[Given data]
*** Block opens ***

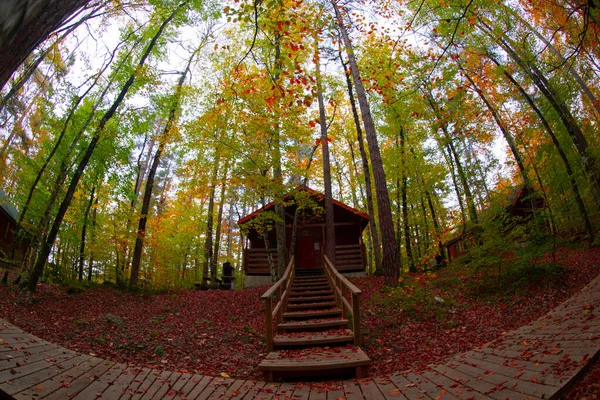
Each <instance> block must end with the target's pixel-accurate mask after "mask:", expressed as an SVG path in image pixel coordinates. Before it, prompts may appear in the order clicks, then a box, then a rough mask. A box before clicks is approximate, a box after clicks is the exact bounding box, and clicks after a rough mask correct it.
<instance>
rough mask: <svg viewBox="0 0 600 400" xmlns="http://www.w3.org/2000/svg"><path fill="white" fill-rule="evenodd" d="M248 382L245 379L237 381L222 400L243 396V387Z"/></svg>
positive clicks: (226, 391) (247, 382) (222, 396)
mask: <svg viewBox="0 0 600 400" xmlns="http://www.w3.org/2000/svg"><path fill="white" fill-rule="evenodd" d="M248 382H252V381H245V380H243V379H235V380H234V381H233V383H232V384H231V385H230V386H229V388H228V389H227V391H226V392H225V393H224V394H223V395H222V396H221V398H222V399H233V398H238V397H239V396H240V395H241V392H242V391H244V389H243V387H244V385H246V384H247V383H248Z"/></svg>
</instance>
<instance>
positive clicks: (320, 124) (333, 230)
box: [314, 35, 336, 265]
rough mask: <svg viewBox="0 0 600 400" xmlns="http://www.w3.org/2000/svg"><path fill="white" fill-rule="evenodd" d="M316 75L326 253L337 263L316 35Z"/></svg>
mask: <svg viewBox="0 0 600 400" xmlns="http://www.w3.org/2000/svg"><path fill="white" fill-rule="evenodd" d="M314 39H315V56H314V62H315V76H316V79H317V100H318V102H319V125H321V151H322V152H323V186H325V254H326V255H327V257H329V259H330V260H331V262H332V263H333V265H335V262H336V260H335V221H334V215H333V193H332V190H331V165H330V162H329V138H328V137H327V117H326V116H325V102H324V101H323V85H322V83H321V62H320V59H319V39H318V37H317V36H316V35H315V38H314Z"/></svg>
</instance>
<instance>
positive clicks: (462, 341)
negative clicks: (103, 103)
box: [0, 249, 600, 398]
mask: <svg viewBox="0 0 600 400" xmlns="http://www.w3.org/2000/svg"><path fill="white" fill-rule="evenodd" d="M561 254H562V256H561V264H562V265H563V266H564V267H565V268H564V270H563V271H562V272H561V273H560V274H559V275H558V276H553V277H542V278H540V279H537V280H535V281H532V282H529V283H526V284H525V285H524V287H521V290H519V291H517V292H514V293H513V292H511V293H508V294H507V293H506V292H501V293H499V294H489V295H488V296H486V297H482V296H473V295H469V294H468V293H467V292H466V289H468V288H470V287H471V288H472V287H477V285H478V281H477V277H473V276H467V274H466V273H464V272H463V271H461V272H458V273H454V274H455V275H452V273H453V272H452V270H451V269H450V268H448V269H443V270H441V271H440V272H439V273H437V276H436V277H431V276H430V277H426V276H425V275H424V274H414V275H410V276H408V277H407V278H406V282H407V283H410V284H414V285H415V287H416V289H412V291H410V290H407V294H408V295H411V296H422V293H423V290H422V289H423V288H424V287H427V290H428V291H427V293H426V296H427V298H429V299H430V303H429V304H431V299H433V297H434V296H439V297H441V298H444V299H446V301H450V299H451V300H452V306H448V307H447V309H446V313H445V314H444V316H443V317H442V318H435V316H434V314H433V313H432V310H431V308H430V307H428V306H426V304H427V303H426V302H422V303H419V302H415V304H416V308H415V309H414V310H413V312H411V313H409V312H407V311H406V310H401V309H398V308H397V307H390V306H384V305H382V304H384V303H385V296H388V295H389V293H390V292H387V291H385V290H384V287H383V278H380V277H367V278H353V279H352V280H353V281H354V282H355V283H356V284H357V285H358V286H359V287H360V289H361V290H362V291H363V294H362V296H361V303H362V305H361V313H362V314H361V322H362V330H363V338H364V346H363V348H364V349H365V351H366V352H367V354H368V355H369V356H370V357H371V358H372V360H373V364H372V366H371V367H370V375H371V376H383V375H386V374H389V373H391V372H394V371H403V370H407V369H417V370H418V369H421V368H424V367H425V366H426V365H428V364H431V363H439V362H442V361H444V360H445V359H447V358H449V357H451V356H452V355H454V354H457V353H461V352H464V351H467V350H469V349H471V348H472V347H475V346H479V345H482V344H484V343H486V342H489V341H492V340H495V339H498V338H501V337H502V334H503V333H505V332H508V331H510V330H512V329H515V328H518V327H519V326H521V325H524V324H526V323H528V322H530V321H532V320H534V319H536V318H538V317H539V316H541V315H543V314H544V313H546V312H547V311H549V310H550V309H552V308H554V307H556V306H557V305H558V304H559V303H560V302H562V301H564V300H566V299H567V298H568V297H570V296H572V295H573V294H575V293H576V292H577V291H578V290H580V289H581V288H582V287H583V286H584V285H585V284H586V283H587V282H589V281H590V280H591V279H593V278H594V277H595V276H596V275H597V274H598V273H599V272H600V249H594V250H588V251H574V250H565V249H563V250H561ZM444 278H445V279H448V278H453V279H454V281H455V282H458V283H456V284H455V285H448V286H446V287H445V288H444V290H443V291H441V290H433V289H432V287H433V286H435V285H433V282H432V281H433V280H437V279H444ZM406 287H409V285H405V288H406ZM418 289H421V291H420V292H419V291H418ZM265 290H266V288H264V287H263V288H255V289H248V290H242V291H188V292H184V291H178V292H172V293H168V294H162V295H156V296H151V297H143V296H139V295H133V294H128V293H123V292H121V291H118V290H115V289H112V288H108V287H97V288H93V289H89V290H87V291H85V292H82V293H77V294H68V293H66V292H65V290H64V289H62V288H61V287H59V286H55V285H40V286H39V289H38V292H37V293H35V294H34V295H28V294H24V293H21V292H20V291H18V290H17V289H16V288H14V287H12V286H8V287H2V288H0V317H2V318H5V319H7V320H8V321H10V322H11V323H13V324H15V325H17V326H19V327H21V328H23V329H24V330H25V331H28V332H31V333H33V334H34V335H37V336H40V337H42V338H43V339H46V340H48V341H51V342H54V343H57V344H60V345H62V346H65V347H68V348H70V349H73V350H77V351H80V352H83V353H93V354H95V355H97V356H98V357H102V358H107V359H111V360H115V361H119V362H124V363H135V364H141V365H143V366H146V367H152V368H163V369H169V370H177V371H183V370H187V371H190V372H195V373H201V374H206V375H220V374H221V373H227V374H228V375H230V376H231V377H236V378H254V379H257V378H258V379H259V378H260V375H259V373H258V370H257V365H258V363H259V361H260V360H261V359H262V358H263V356H264V352H265V345H264V315H263V306H262V304H261V301H260V299H259V296H260V294H262V293H263V292H264V291H265ZM419 304H422V308H419ZM343 332H344V331H343V330H339V333H343ZM594 371H595V372H594ZM590 374H591V375H590V376H592V378H590V379H592V380H591V381H590V382H598V380H599V378H600V368H599V367H596V369H595V370H593V371H592V372H591V373H590ZM594 379H595V380H594ZM584 382H586V381H584ZM586 385H587V383H586ZM588 386H589V385H588ZM586 387H587V386H586ZM589 387H592V388H593V387H594V386H589ZM587 390H588V391H586V392H581V393H585V395H586V396H589V395H590V393H591V392H589V390H596V391H595V392H594V393H597V392H598V388H597V385H596V388H595V389H587ZM577 393H579V392H577ZM577 397H578V395H574V397H573V398H577ZM589 398H594V397H589Z"/></svg>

*** Block closes ***

From the material above, copy everything exactly but the pictures.

Each <instance> block must end with the target's pixel-accurate mask after "mask:", expressed as an SVG path in image pixel coordinates. Before it, prompts may appear in the order clicks, then a box, then a rough mask. A box before clicks is approximate, a box after clicks is the exact bounding box, and clicks after a rough mask correct it.
<instance>
rough mask: <svg viewBox="0 0 600 400" xmlns="http://www.w3.org/2000/svg"><path fill="white" fill-rule="evenodd" d="M248 382L245 379L237 381L222 400L243 396V387Z"/></svg>
positive clicks: (226, 391) (247, 382) (222, 396)
mask: <svg viewBox="0 0 600 400" xmlns="http://www.w3.org/2000/svg"><path fill="white" fill-rule="evenodd" d="M248 382H252V381H245V380H243V379H235V380H234V381H233V383H232V384H231V385H230V386H229V388H228V389H227V391H226V392H225V393H224V394H223V395H222V396H221V398H222V399H233V398H238V397H239V396H240V395H241V392H242V391H244V389H243V387H244V385H246V384H247V383H248Z"/></svg>
</instance>
<instance>
positive clicks: (320, 124) (333, 230)
box: [314, 35, 336, 265]
rough mask: <svg viewBox="0 0 600 400" xmlns="http://www.w3.org/2000/svg"><path fill="white" fill-rule="evenodd" d="M316 75L326 253L337 263L316 35Z"/></svg>
mask: <svg viewBox="0 0 600 400" xmlns="http://www.w3.org/2000/svg"><path fill="white" fill-rule="evenodd" d="M314 39H315V56H314V62H315V76H316V79H317V100H318V102H319V125H321V151H322V152H323V186H325V254H326V255H327V257H329V259H330V260H331V262H332V263H333V265H335V262H336V260H335V221H334V215H333V193H332V190H331V165H330V162H329V138H328V137H327V117H326V116H325V102H324V101H323V85H322V83H321V62H320V59H319V39H318V37H317V36H316V35H315V38H314Z"/></svg>
</instance>
<instance>
positive clicks: (462, 341)
negative clicks: (103, 103)
box: [0, 249, 600, 398]
mask: <svg viewBox="0 0 600 400" xmlns="http://www.w3.org/2000/svg"><path fill="white" fill-rule="evenodd" d="M561 254H562V256H561V264H562V265H563V266H564V267H565V268H564V270H563V271H562V272H561V273H560V274H559V275H558V276H553V277H542V278H540V279H537V280H535V281H532V282H529V283H526V284H525V285H524V287H521V290H519V291H517V292H514V293H513V292H511V293H508V294H507V293H506V292H501V293H499V294H489V295H488V296H486V297H482V296H473V295H469V294H468V293H467V292H466V289H468V288H470V287H471V288H472V287H477V285H478V281H477V277H473V276H467V274H466V273H464V272H463V271H461V272H458V273H454V274H455V275H452V273H453V272H452V270H451V269H450V268H448V269H443V270H441V271H440V272H439V273H437V276H436V277H431V276H430V277H426V276H425V275H424V274H414V275H410V276H408V277H407V278H406V282H407V283H410V284H414V285H415V287H416V289H412V291H410V290H407V294H408V295H411V296H422V293H423V290H422V289H423V288H424V287H427V290H428V291H427V293H426V296H427V298H429V299H430V303H429V304H431V299H433V297H434V296H439V297H441V298H444V299H446V301H450V299H451V300H452V306H448V307H447V309H446V313H445V314H444V316H443V317H442V318H435V316H434V314H433V313H432V310H431V308H430V307H428V306H426V304H427V303H426V302H422V303H419V302H415V304H416V308H415V309H414V310H413V312H411V313H409V312H407V311H406V310H401V309H398V308H397V307H390V306H384V305H382V304H384V303H385V296H388V295H389V293H390V292H387V291H385V290H384V287H383V278H380V277H367V278H353V279H352V280H353V281H354V282H355V283H356V284H357V285H358V286H359V287H360V289H361V290H362V291H363V294H362V296H361V303H362V305H361V313H362V314H361V322H362V330H363V338H364V346H363V348H364V349H365V351H366V352H367V354H368V355H369V356H370V357H371V358H372V360H373V364H372V366H371V367H370V375H371V376H383V375H386V374H389V373H391V372H394V371H403V370H407V369H417V370H418V369H421V368H424V367H425V366H426V365H428V364H431V363H439V362H442V361H444V360H445V359H447V358H449V357H451V356H452V355H454V354H457V353H461V352H464V351H467V350H469V349H471V348H472V347H475V346H479V345H482V344H484V343H486V342H489V341H492V340H495V339H498V338H501V337H502V334H503V333H505V332H508V331H510V330H512V329H515V328H518V327H519V326H521V325H524V324H526V323H528V322H530V321H532V320H534V319H536V318H538V317H539V316H541V315H543V314H544V313H546V312H547V311H549V310H550V309H552V308H554V307H556V306H557V305H558V304H559V303H560V302H562V301H564V300H566V299H567V298H568V297H570V296H572V295H573V294H575V293H576V292H577V291H578V290H580V289H581V288H582V287H583V286H584V285H585V284H586V283H587V282H589V281H590V280H591V279H593V278H594V277H595V276H596V275H597V274H598V273H599V272H600V249H594V250H588V251H574V250H565V249H563V250H561ZM444 278H445V279H448V278H453V279H454V281H455V282H458V283H456V284H455V285H448V286H446V287H445V288H444V290H443V291H441V290H433V289H432V287H433V286H435V285H433V282H432V281H433V280H437V279H444ZM406 287H409V285H405V288H406ZM418 289H421V291H420V292H419V291H418ZM265 290H266V288H264V287H263V288H255V289H248V290H242V291H188V292H184V291H178V292H172V293H168V294H162V295H156V296H151V297H143V296H139V295H133V294H128V293H123V292H121V291H118V290H115V289H112V288H108V287H97V288H93V289H89V290H87V291H85V292H82V293H77V294H68V293H66V292H65V290H64V289H62V288H61V287H59V286H55V285H40V286H39V289H38V292H37V293H35V294H34V295H28V294H24V293H21V292H20V291H18V290H17V289H16V288H14V287H12V286H8V287H2V288H0V317H2V318H5V319H7V320H8V321H10V322H11V323H13V324H15V325H17V326H19V327H21V328H23V329H24V330H25V331H28V332H31V333H33V334H34V335H37V336H40V337H42V338H43V339H46V340H48V341H51V342H54V343H57V344H60V345H62V346H65V347H68V348H70V349H73V350H77V351H80V352H83V353H93V354H95V355H97V356H98V357H102V358H107V359H111V360H115V361H119V362H124V363H135V364H141V365H143V366H146V367H152V368H163V369H169V370H177V371H183V370H187V371H190V372H195V373H201V374H206V375H220V374H221V373H227V374H228V375H230V376H231V377H236V378H254V379H257V378H258V379H259V378H260V375H259V373H258V370H257V365H258V363H259V361H260V360H261V359H262V358H263V356H264V352H265V345H264V315H263V306H262V304H261V301H260V299H259V296H260V294H262V293H263V292H264V291H265ZM419 304H422V308H419ZM343 332H344V331H343V330H339V333H343ZM594 371H595V372H594ZM590 374H591V375H590V376H592V378H590V379H592V380H591V381H590V382H598V380H599V378H600V368H599V367H596V369H595V370H593V371H592V372H591V373H590ZM594 379H595V380H594ZM584 382H586V381H584ZM586 385H587V383H586ZM588 386H589V385H588ZM586 387H587V386H586ZM589 387H592V388H593V387H594V386H589ZM587 390H588V391H586V392H581V393H585V395H586V396H589V395H590V393H591V392H589V390H596V391H595V392H594V393H597V392H598V388H597V385H596V388H595V389H587ZM577 393H579V392H577ZM577 397H578V395H574V397H573V398H577ZM589 398H594V397H589Z"/></svg>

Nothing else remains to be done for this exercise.